The choice of technology for drilling a silica preform and research results

The relevance of this study lies in the fact that this topic has not received sufficient coverage in the literature. We decided to study the impact of the selected modes and the grain size of the drills used on the roughness of the resulting channels. Since a large number of surface defects inside the drilled channels appear at the next stage of an optical fiber production, air voids may be formed around the rods inserted into the channels. The result of fusion in the form of a cross-section drawn from an anisotropic fiber preform is shown in Fig. 1 a.

a)	b)
Figure 1 - Appearance of an anisotropic fiber as a result of fusion of the preform with the loading rods: a) - the formation of air voids around the loading rods; b) - elimination of air voids around the loading rods.

These defects as a whole are assessed through the roughness of the surface. The roughness of the surface is determined by the height, shape and location of surface irregularities and depends on the processing technology of silica glass, the feed rate of the drill, the speed of rotation, the pressure of the cutting fluid and the quality of the tool used [3].

To assess the parameters of the surface profile, it is touched with a special diamond needle of the profillograph. Several lines are plotted on the obtained profile: a mid-line m, the base having the form of a nominal profile, lines of protrusions and depressions with the maximum sizes relative to the base, y_pi and y_νi, respectively, where i is the number of the protrusion or depression (Fig. 2). To separate the surface roughness from the other irregularities (deviations in shape and waviness) with relatively large steps, it is considered within a limited area of the base length l. The arithmetic mean deviation of the profile, Ra, and the maximum height of the profile, Rmax, are taken as the results of measurements.

▸ **WORK INSTRUCTIONS**
Reproduce, word for word, the part of the text on drilling silica preforms between "The choice of" and "the loading rods.", inclusive.

▸ **STORED ROWS**
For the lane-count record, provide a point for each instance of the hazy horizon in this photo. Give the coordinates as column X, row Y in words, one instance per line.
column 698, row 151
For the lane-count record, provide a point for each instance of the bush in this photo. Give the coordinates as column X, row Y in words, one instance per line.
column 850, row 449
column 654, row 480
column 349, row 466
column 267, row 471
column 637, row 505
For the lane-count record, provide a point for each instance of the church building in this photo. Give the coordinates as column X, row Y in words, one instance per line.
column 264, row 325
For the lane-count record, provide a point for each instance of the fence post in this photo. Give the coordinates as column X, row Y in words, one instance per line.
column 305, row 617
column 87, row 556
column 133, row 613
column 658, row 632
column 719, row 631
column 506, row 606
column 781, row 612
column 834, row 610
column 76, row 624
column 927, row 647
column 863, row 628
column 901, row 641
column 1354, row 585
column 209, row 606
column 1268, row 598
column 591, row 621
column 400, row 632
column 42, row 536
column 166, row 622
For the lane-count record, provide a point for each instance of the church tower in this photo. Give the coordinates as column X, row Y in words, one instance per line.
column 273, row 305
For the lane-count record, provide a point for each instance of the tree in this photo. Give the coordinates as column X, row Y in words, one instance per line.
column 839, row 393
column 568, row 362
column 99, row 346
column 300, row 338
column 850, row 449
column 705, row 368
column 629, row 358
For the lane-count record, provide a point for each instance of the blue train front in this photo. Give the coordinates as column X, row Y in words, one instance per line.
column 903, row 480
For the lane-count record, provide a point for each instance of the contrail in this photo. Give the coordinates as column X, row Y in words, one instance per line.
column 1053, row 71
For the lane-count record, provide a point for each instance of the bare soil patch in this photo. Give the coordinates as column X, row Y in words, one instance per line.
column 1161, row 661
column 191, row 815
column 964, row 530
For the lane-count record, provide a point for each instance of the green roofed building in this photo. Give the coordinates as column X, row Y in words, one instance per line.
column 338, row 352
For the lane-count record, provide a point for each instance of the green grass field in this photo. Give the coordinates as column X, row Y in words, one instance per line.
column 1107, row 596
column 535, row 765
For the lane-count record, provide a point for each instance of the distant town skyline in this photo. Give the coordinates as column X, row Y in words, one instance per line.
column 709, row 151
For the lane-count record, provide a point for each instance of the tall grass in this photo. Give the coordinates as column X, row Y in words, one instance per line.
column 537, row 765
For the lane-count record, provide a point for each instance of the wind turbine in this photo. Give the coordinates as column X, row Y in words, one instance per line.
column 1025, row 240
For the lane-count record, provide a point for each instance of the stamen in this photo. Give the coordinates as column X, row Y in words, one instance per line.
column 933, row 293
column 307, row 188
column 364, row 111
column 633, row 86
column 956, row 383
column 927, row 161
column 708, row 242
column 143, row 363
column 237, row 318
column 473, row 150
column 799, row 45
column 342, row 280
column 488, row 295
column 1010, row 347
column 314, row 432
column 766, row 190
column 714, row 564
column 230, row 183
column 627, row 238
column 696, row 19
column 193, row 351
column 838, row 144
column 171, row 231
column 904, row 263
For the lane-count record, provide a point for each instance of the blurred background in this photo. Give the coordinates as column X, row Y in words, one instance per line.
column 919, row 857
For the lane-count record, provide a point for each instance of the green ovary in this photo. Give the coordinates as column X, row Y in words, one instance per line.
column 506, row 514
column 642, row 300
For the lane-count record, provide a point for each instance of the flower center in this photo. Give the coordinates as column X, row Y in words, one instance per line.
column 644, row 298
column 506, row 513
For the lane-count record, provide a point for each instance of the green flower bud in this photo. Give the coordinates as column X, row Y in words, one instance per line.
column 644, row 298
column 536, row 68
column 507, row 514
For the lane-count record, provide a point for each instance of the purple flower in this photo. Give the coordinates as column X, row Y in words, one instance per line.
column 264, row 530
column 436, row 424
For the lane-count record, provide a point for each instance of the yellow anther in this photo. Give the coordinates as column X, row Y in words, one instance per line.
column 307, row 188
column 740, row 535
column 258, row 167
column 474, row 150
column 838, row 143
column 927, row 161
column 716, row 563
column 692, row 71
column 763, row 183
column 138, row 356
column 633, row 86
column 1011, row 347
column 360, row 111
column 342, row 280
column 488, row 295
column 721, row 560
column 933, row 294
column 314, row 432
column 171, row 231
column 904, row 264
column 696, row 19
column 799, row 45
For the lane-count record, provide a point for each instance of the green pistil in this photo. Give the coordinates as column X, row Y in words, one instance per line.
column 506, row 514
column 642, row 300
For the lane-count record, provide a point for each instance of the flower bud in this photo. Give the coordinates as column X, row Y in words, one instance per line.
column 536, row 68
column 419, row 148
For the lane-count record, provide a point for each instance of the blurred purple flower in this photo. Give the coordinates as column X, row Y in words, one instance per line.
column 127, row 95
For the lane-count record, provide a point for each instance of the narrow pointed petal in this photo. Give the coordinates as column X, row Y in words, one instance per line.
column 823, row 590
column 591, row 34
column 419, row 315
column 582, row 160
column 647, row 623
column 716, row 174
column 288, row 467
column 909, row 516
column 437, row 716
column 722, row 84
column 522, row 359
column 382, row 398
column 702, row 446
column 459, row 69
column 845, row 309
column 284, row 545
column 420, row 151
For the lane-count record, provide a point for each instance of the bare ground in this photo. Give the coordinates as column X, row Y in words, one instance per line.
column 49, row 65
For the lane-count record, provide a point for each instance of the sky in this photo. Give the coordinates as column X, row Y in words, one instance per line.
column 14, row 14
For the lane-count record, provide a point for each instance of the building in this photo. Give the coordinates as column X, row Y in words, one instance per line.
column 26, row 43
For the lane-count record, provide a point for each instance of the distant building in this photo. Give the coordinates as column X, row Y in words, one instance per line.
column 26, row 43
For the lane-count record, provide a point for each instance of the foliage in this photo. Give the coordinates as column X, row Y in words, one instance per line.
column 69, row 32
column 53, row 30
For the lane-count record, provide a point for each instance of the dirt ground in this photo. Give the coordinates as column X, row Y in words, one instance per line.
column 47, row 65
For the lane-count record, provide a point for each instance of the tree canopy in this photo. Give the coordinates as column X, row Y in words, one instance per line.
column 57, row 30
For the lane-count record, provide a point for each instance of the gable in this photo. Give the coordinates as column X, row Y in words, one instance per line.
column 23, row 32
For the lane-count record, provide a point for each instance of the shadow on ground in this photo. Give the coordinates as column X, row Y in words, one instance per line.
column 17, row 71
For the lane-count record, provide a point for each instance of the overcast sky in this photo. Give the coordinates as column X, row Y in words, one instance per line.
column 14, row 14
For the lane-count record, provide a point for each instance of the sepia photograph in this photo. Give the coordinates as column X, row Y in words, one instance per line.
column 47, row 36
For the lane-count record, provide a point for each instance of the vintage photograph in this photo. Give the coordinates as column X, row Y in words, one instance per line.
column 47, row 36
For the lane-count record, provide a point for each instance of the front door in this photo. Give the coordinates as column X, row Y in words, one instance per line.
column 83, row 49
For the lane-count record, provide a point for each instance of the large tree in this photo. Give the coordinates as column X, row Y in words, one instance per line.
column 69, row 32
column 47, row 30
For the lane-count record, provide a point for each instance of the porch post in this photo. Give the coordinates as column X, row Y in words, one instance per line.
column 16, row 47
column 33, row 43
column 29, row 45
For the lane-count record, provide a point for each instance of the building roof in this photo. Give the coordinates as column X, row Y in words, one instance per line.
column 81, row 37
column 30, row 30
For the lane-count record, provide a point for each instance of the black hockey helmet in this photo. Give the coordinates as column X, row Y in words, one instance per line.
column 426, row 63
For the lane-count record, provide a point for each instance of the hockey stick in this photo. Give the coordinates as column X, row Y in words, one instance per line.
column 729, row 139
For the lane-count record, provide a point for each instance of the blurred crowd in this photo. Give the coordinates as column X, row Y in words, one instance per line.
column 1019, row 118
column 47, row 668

▸ **RESULT FOR THIS EXERCISE**
The choice of technology for drilling a silica preform and research results

The relevance of this study lies in the fact that this topic has not received sufficient coverage in the literature. We decided to study the impact of the selected modes and the grain size of the drills used on the roughness of the resulting channels. Since a large number of surface defects inside the drilled channels appear at the next stage of an optical fiber production, air voids may be formed around the rods inserted into the channels. The result of fusion in the form of a cross-section drawn from an anisotropic fiber preform is shown in Fig. 1 a.

a)	b)
Figure 1 - Appearance of an anisotropic fiber as a result of fusion of the preform with the loading rods: a) - the formation of air voids around the loading rods; b) - elimination of air voids around the loading rods.